++++ Stored rows
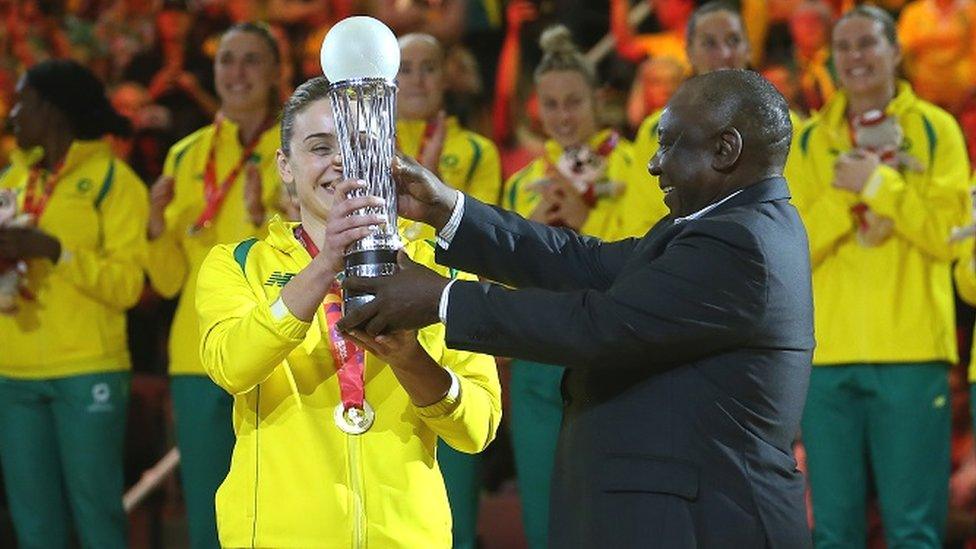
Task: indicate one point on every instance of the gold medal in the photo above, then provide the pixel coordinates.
(354, 421)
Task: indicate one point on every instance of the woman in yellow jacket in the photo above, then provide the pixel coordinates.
(878, 229)
(581, 182)
(301, 474)
(716, 39)
(463, 159)
(64, 360)
(469, 162)
(216, 187)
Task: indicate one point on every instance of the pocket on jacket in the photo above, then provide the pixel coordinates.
(649, 474)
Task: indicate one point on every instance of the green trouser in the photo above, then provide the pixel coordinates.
(537, 413)
(203, 413)
(462, 478)
(61, 450)
(892, 420)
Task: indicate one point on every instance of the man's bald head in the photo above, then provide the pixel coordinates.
(721, 132)
(744, 100)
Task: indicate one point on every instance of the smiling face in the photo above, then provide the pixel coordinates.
(683, 161)
(567, 107)
(719, 42)
(310, 168)
(245, 72)
(31, 116)
(421, 78)
(865, 59)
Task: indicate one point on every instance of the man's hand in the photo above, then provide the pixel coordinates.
(421, 196)
(29, 243)
(160, 195)
(407, 300)
(853, 169)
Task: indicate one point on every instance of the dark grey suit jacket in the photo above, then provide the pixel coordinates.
(689, 356)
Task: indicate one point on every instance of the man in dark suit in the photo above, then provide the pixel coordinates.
(688, 350)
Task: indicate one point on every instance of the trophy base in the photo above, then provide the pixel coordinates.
(367, 264)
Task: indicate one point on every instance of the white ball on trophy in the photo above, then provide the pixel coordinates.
(360, 47)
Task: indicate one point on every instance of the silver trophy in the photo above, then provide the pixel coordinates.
(360, 57)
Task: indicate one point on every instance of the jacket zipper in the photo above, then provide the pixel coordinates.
(356, 486)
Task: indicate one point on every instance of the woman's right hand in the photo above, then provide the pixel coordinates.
(343, 228)
(160, 196)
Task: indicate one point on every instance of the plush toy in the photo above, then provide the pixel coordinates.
(876, 132)
(12, 273)
(881, 134)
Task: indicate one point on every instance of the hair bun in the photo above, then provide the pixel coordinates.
(557, 40)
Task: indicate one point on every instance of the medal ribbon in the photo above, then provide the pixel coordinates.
(348, 357)
(213, 193)
(34, 203)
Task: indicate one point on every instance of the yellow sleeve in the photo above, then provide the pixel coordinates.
(485, 180)
(241, 340)
(112, 274)
(825, 211)
(166, 262)
(469, 423)
(965, 275)
(926, 214)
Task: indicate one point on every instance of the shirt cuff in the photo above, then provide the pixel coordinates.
(442, 306)
(446, 235)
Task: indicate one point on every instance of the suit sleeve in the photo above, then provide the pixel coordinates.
(113, 273)
(705, 294)
(469, 422)
(509, 249)
(241, 341)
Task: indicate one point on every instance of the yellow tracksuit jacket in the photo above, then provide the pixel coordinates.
(892, 302)
(646, 145)
(612, 218)
(295, 480)
(98, 211)
(469, 162)
(175, 257)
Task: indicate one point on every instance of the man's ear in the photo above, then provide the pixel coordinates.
(728, 150)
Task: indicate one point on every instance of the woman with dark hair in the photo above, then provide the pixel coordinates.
(217, 186)
(884, 178)
(64, 367)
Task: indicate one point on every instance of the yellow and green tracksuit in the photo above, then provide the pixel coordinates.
(469, 162)
(884, 322)
(646, 146)
(202, 411)
(536, 402)
(64, 360)
(295, 479)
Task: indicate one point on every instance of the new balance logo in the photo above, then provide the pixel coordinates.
(279, 279)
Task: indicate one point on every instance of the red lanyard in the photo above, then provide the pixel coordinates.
(349, 359)
(35, 204)
(213, 193)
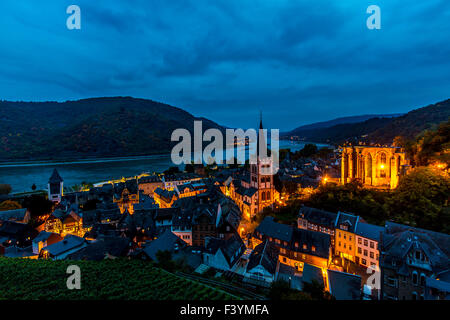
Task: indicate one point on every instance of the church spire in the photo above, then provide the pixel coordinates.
(260, 119)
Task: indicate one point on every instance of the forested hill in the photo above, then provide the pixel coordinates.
(381, 129)
(97, 127)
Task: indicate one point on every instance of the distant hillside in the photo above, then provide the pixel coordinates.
(380, 129)
(342, 120)
(97, 127)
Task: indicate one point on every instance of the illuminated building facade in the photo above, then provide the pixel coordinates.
(255, 191)
(373, 166)
(345, 243)
(55, 187)
(126, 194)
(65, 222)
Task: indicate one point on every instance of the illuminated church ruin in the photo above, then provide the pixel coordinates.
(374, 166)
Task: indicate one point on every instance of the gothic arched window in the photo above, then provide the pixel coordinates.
(383, 165)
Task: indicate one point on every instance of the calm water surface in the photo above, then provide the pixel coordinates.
(21, 176)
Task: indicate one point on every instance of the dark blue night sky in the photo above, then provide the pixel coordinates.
(297, 61)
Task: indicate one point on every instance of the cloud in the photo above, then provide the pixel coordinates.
(298, 61)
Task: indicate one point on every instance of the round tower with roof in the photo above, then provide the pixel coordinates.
(55, 187)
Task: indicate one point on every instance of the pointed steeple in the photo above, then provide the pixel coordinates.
(261, 135)
(55, 178)
(260, 119)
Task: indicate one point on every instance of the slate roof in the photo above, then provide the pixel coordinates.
(97, 250)
(55, 178)
(311, 273)
(369, 231)
(265, 254)
(68, 243)
(165, 194)
(42, 236)
(166, 213)
(183, 219)
(149, 179)
(320, 241)
(167, 241)
(15, 252)
(399, 240)
(232, 248)
(131, 185)
(320, 217)
(275, 230)
(348, 219)
(13, 229)
(344, 286)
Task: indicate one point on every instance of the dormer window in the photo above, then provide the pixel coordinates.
(418, 255)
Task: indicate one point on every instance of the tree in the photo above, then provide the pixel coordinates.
(421, 199)
(9, 205)
(5, 189)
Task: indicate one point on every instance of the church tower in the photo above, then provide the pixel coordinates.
(261, 174)
(55, 187)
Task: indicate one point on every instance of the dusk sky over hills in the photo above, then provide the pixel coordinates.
(297, 61)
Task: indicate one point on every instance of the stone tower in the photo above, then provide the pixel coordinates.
(55, 187)
(261, 174)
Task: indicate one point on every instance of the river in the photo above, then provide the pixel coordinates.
(22, 175)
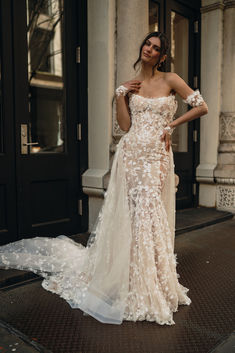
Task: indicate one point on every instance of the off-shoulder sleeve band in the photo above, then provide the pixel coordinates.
(195, 99)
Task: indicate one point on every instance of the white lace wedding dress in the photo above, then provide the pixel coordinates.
(128, 269)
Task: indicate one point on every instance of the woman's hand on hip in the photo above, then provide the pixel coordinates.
(167, 138)
(132, 85)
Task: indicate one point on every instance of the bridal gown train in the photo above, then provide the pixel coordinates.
(127, 271)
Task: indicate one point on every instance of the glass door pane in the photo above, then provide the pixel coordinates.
(179, 64)
(1, 117)
(46, 76)
(153, 16)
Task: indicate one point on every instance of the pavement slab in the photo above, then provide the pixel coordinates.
(206, 264)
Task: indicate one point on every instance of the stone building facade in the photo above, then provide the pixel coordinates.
(115, 30)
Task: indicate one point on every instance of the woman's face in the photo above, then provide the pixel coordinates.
(151, 50)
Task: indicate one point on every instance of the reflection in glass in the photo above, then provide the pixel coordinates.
(45, 74)
(153, 16)
(179, 64)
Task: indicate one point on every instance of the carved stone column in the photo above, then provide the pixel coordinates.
(225, 170)
(211, 72)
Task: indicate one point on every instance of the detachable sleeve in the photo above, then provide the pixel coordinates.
(195, 99)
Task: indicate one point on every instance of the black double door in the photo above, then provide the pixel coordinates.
(183, 27)
(180, 20)
(42, 131)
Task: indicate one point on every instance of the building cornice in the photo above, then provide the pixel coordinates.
(218, 6)
(212, 7)
(229, 3)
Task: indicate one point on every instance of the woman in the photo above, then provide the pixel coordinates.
(128, 269)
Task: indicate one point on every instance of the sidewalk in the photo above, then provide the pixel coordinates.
(206, 264)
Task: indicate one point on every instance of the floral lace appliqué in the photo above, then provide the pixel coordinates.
(195, 99)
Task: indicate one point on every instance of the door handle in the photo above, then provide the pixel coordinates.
(24, 139)
(30, 143)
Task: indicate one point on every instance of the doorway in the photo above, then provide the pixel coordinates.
(180, 20)
(43, 143)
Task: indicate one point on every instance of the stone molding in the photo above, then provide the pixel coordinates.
(225, 181)
(227, 126)
(212, 7)
(229, 3)
(218, 6)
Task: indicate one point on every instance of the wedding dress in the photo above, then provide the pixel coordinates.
(127, 271)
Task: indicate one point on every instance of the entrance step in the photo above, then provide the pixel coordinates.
(199, 217)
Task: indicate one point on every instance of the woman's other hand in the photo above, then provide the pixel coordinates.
(132, 85)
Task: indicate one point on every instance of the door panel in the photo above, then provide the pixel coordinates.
(183, 61)
(48, 173)
(8, 220)
(40, 187)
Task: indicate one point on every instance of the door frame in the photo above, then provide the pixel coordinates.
(16, 110)
(192, 11)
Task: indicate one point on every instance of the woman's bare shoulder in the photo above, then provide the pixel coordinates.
(172, 76)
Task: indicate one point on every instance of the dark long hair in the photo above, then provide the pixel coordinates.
(164, 49)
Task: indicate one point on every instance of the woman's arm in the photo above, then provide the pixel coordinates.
(180, 87)
(122, 103)
(123, 114)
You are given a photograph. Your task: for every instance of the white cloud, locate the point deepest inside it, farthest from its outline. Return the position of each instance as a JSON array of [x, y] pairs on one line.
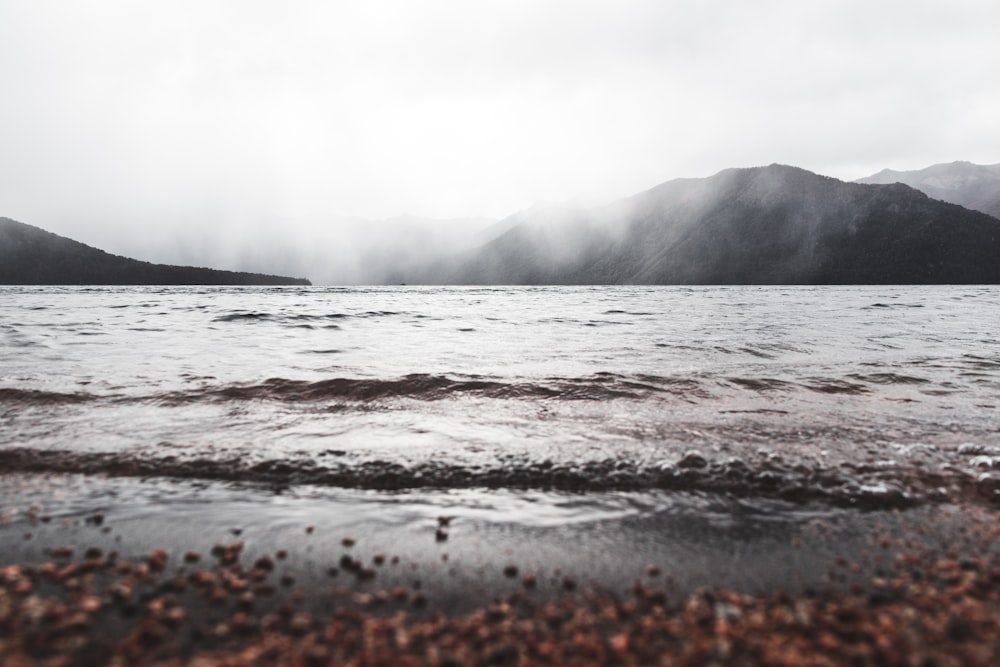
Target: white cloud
[[140, 124]]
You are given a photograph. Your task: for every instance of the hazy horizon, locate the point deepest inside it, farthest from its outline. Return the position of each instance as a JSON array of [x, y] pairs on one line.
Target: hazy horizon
[[212, 132]]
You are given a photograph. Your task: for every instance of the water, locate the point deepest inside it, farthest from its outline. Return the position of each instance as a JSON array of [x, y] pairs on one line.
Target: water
[[869, 396]]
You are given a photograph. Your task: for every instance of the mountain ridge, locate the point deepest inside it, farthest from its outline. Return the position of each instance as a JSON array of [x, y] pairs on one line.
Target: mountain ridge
[[30, 255], [760, 225], [974, 186]]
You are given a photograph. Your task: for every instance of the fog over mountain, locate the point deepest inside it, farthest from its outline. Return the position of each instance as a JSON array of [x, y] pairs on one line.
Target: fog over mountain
[[764, 225], [33, 256], [970, 185]]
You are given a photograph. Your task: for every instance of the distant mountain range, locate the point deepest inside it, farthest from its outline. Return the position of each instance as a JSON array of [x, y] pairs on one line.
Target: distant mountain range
[[763, 225], [970, 185], [33, 256]]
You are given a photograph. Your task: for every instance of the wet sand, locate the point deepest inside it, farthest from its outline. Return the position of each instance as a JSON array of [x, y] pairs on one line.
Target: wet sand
[[98, 570]]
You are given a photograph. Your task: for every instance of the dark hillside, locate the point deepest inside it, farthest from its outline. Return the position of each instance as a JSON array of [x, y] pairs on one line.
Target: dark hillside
[[765, 225], [33, 256]]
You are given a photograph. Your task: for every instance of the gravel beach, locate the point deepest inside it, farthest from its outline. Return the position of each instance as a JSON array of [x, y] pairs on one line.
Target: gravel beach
[[318, 579]]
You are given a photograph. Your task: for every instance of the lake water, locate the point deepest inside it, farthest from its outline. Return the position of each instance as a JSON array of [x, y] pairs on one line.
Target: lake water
[[852, 396]]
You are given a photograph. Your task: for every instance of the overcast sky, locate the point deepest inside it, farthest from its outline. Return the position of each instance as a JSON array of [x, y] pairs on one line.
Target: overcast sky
[[126, 122]]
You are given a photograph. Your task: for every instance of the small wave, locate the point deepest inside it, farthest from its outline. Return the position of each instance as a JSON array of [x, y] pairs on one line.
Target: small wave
[[831, 386], [243, 317], [433, 387], [888, 378], [38, 397]]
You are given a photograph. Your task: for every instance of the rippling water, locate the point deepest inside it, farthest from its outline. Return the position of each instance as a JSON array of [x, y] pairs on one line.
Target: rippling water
[[853, 395]]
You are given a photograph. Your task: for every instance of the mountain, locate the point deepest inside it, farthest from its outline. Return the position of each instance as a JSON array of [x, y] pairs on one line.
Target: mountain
[[33, 256], [763, 225], [974, 186]]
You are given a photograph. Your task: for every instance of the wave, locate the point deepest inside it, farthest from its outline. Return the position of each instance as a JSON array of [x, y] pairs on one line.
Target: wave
[[423, 386], [432, 387], [284, 318], [38, 397]]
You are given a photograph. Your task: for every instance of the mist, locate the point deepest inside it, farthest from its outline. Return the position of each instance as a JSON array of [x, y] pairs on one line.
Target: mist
[[255, 137]]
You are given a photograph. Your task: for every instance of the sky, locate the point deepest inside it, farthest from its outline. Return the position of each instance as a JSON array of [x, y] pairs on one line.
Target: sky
[[168, 129]]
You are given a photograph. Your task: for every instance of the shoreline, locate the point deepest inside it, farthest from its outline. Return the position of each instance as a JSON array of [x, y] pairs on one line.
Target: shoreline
[[219, 574]]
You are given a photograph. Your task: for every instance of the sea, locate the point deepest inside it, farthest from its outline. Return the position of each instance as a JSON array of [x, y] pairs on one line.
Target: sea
[[633, 411]]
++++++++
Find the line that contains "of the rippling". Repeat it and every line after it, exactly as written, up to and including the last line of the records above.

You are given a photograph. Your task: for every instance of the rippling water, locate the point deepest inside it, farthest from its outline. Return the position of each instance as a JSON array of [x, y] pairs on one line.
Target: rippling water
[[853, 395]]
You are given a photograph. Your task: for every instance of the mountain, locate the point deepest inside it, farthest from its outline. Return the position of each instance as a JSON array of [x, y] pairs on one line.
Target: mountain
[[33, 256], [763, 225], [974, 186]]
You are given a photograph. Your task: for every instance of the wave, locate the point deepest inside it, farthest from its outline. Return the position of each instance as a JSON array of [x, y] pairs on one line.
Target: wave
[[423, 386], [432, 387], [284, 318], [38, 397]]
You are given a photograph. Your task: for every instance of the mist, locate the point deepest inside it, farthest from its outline. Return the position of each instance as a JSON array of [x, y] pairs on one line.
Target: mist
[[255, 137]]
You are given a photograph. Your task: for every instance of the sky, locate the point deepest inside it, farthest from its outline. Return the position of each instance as a JSON array of [x, y] pairs on one line.
Target: sky
[[168, 129]]
You are given a photograph. Your task: for every instance of the shoreline, locate the point deepest inside it, farthest from its outline. Return the position of each instance as a JSON array of [x, y] pairs on one line.
Target: shoreline
[[219, 574]]
You are given a photograph. Your task: for every instance of the sea, locate the point deepest inside it, farthest from its outline. Return the position of each instance as a JSON array of [x, y] pairs on one line.
Target: sea
[[633, 411]]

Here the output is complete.